■ STATED GOAL
Please copy out the lines from the records word for word, starting at the line that contains "Objective — one point per instance of the plastic" and ending at the line that contains "Target: plastic water bottle", both of those lines included.

■ RECORDED INFORMATION

━━━━━━━━━━

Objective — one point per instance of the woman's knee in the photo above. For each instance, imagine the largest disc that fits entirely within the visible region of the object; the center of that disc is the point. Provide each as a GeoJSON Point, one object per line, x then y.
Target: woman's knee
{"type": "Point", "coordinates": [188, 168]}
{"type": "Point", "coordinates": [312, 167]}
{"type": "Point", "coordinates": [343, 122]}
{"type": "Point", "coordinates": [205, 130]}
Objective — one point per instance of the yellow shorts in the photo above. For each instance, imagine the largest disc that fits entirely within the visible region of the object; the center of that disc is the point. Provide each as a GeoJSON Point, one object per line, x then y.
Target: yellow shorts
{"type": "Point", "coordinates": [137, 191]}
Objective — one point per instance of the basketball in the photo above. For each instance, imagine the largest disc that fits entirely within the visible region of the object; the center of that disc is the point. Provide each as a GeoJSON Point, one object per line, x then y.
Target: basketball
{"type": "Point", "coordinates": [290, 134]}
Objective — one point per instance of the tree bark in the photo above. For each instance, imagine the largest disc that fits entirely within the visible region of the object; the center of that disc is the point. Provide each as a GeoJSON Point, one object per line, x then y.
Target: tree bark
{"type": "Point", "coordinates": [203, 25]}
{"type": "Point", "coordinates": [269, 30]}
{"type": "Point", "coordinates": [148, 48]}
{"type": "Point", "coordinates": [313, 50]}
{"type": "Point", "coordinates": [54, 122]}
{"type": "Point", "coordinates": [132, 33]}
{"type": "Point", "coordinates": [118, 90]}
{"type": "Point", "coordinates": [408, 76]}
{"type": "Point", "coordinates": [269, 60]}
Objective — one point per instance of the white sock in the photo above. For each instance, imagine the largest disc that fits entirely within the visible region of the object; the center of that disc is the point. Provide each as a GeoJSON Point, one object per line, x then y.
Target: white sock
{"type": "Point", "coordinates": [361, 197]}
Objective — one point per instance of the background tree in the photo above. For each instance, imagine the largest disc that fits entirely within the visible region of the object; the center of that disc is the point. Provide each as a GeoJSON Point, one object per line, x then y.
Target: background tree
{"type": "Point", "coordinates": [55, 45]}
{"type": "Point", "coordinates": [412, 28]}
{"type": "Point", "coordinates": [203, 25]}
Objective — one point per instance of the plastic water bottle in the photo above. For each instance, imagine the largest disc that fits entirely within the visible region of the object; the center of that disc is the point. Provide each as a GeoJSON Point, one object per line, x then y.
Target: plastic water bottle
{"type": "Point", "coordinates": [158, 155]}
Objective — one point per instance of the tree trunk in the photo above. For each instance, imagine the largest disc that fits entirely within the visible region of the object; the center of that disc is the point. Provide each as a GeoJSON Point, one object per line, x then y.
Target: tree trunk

━━━━━━━━━━

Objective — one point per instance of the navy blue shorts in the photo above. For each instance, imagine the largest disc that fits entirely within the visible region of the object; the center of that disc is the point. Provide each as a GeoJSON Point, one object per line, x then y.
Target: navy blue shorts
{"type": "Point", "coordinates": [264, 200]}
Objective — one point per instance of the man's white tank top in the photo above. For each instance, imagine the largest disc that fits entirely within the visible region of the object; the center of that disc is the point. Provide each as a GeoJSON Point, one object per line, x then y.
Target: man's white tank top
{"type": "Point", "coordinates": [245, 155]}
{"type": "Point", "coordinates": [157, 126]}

━━━━━━━━━━

■ RESPONSE
Objective — one point per instance of the plastic water bottle in the photo above. For each instance, imagine the largest disc that fits entirely within the visible region of the object; the center of that disc is the point. Provide each as a GeoJSON Point, one object per line, x then y.
Target: plastic water bottle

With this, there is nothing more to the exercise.